(TEXTAUSZUG):
*-*-*
Frankfurt – Für wenige Minuten war der unglaubliche Betrag von 28 Milliarden Euro weg. Und das bei der ohnehin weiter im Tief steckenden Deutschen Bank. Zu all den Personalquerelen im Top-Management, dem Wechsel an der Spitze und dem Ausscheiden von Vorstandsmitgliedern bringt die Finanzagentur Bloomberg einen Vorgang ans Licht, der in der deutschen Finanzszene beispiellos sein dürfte.
Irrtümlich überwiesen Mitarbeiter der Bank kurz vor Ostern im Handel mit Terminpapieren 28 Milliarden Euro auf ein Konto der Terminbörse Eurex. Der Fehler sei aber innerhalb von Minuten bemerkt und behoben worden, sagt ein Sprecher der Deutschen Bank. Er spricht von einem „operationalen“ Fehler. Einen Verlust hat der Vorgang angeblich nicht verursacht. Es seien Schritte eingeleitet worden, damit sich eine solche Panne nicht wiederhole.
Gleichwohl stellt sich die Frage, wie eine Panne in dieser Dimension bei einer Großbank passieren kann. Zumal einem Mitarbeiter der Deutschen Bank 2014 schon einmal ein (Tipp-)Fehler unterlaufen ist und irrtümlich gut fünf Milliarden Euro an einen Hedgefonds überwiesen wurden. Einen Tag später konnte der Fehler korrigiert werden.
Analysten sehen in dem neuerlichen Vorgang Hinweise darauf, dass die Kontrollen bei der Bank nicht angemessen sind. Der Vorfall sei peinlich, die Probleme offenbar sehr groß. Wäre das Geld bei einem insolventen Unternehmen gelandet, wäre das Geld weg, skizziert ein Aktionärsschützer ein mögliches dramatisches Szenario, das die Bank in den Abgrund reißen könnte. Die jetzige Fehlüberweisung von 28 Milliarden Euro ist höher als die aktuelle Börsenbewertung der Deutschen Bank mit rund 24 Milliarden Euro.
Die Deutsche Bank gilt als eine der größten Banken im Geschäft mit Finanzterminprodukten als systemrelevant für das Weltfinanzsystem. Der Internationale Währungsfonds IWF bezeichnete das größte deutsche Geldhaus 2016 als „gefährlichste“ Bank der Welt. Sie scheine unter den global tätigen Banken am stärksten zu systemischen Risiken beizutragen.
*-*-*
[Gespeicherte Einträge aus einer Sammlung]
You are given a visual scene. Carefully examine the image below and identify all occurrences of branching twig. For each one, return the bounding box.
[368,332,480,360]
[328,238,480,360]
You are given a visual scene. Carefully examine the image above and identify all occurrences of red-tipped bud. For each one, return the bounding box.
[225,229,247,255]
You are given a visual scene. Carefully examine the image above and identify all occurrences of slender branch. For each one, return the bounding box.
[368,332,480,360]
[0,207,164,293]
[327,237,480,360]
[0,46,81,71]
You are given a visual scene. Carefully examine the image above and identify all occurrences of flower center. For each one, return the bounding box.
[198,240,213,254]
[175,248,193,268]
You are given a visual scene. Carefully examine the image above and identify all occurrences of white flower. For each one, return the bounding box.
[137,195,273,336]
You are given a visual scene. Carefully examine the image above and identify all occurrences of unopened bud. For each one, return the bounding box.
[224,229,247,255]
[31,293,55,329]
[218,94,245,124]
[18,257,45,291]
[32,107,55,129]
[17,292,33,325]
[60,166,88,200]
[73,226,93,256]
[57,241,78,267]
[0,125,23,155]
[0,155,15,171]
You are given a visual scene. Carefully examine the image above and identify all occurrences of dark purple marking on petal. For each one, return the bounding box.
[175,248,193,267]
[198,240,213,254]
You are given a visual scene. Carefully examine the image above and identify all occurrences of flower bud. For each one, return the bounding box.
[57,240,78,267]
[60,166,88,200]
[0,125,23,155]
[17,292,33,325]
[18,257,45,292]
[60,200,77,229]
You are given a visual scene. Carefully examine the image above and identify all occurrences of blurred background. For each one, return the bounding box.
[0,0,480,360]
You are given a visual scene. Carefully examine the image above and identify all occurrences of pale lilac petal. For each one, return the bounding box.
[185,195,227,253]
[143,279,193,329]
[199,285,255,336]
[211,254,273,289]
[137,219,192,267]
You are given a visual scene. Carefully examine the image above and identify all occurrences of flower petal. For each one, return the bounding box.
*-*-*
(AUFGABEN):
**a.** Gib den Abschnitt des Berichts über die Fehlüberweisung erneut wieder. Er beginnt bei den Worten „Gleichwohl stellt sich“ und endet nach „Fehler korrigiert werden.“. Ersetze darin „Hedgefonds“ durch „Investmentfonds“.
**b.** Führe den Bericht über die Fehlüberweisung im Anschluss an seinen letzten Satz weiter.
Die Einträge sind für die Bearbeitung ohne Bedeutung.

(LÖSUNGEN JE AUFGABE):
**a.**
Gleichwohl stellt sich die Frage, wie eine Panne in dieser Dimension bei einer Großbank passieren kann. Zumal einem Mitarbeiter der Deutschen Bank 2014 schon einmal ein (Tipp-)Fehler unterlaufen ist und irrtümlich gut fünf Milliarden Euro an einen Investmentfonds überwiesen wurden. Einen Tag später konnte der Fehler korrigiert werden.

**b.**
Der an Ostern gefeuerte und durch Christian Sewing ersetzte Vorstandschef John Cryan hatte 2015 nach seinem Amtsantritt die Systeme der Bank als „lausig“ bezeichnete. IT-Vorstand Kim Hammonds hatte vor wenigen Wochen gesagt, die Deutsche Bank sei das „dysfunktionalste“ Unternehmen, bei dem sie je gearbeitet habe. Sie muss wegen dieser Äußerung ebenfalls gehen. Sie hatte zuvor darauf verwiesen, dass die mehr als 40 Computersysteme bei der Deutschen Bank mittlerweile auf rund 30 reduziert worden seien.
Die Panne wird nun von der Aufsicht der EZB genau untersucht werden. Zwar sagte eine Sprecherin, zu einzelnen Instituten sage man generell nichts. Klar ist aber, dass eine Bank einen solchen Vorfall der Aufsicht melden muss und die sich die Angelegenheit und die Kontrollen genau anschaut und im Zweifelsfall Verbesserungen verlangt.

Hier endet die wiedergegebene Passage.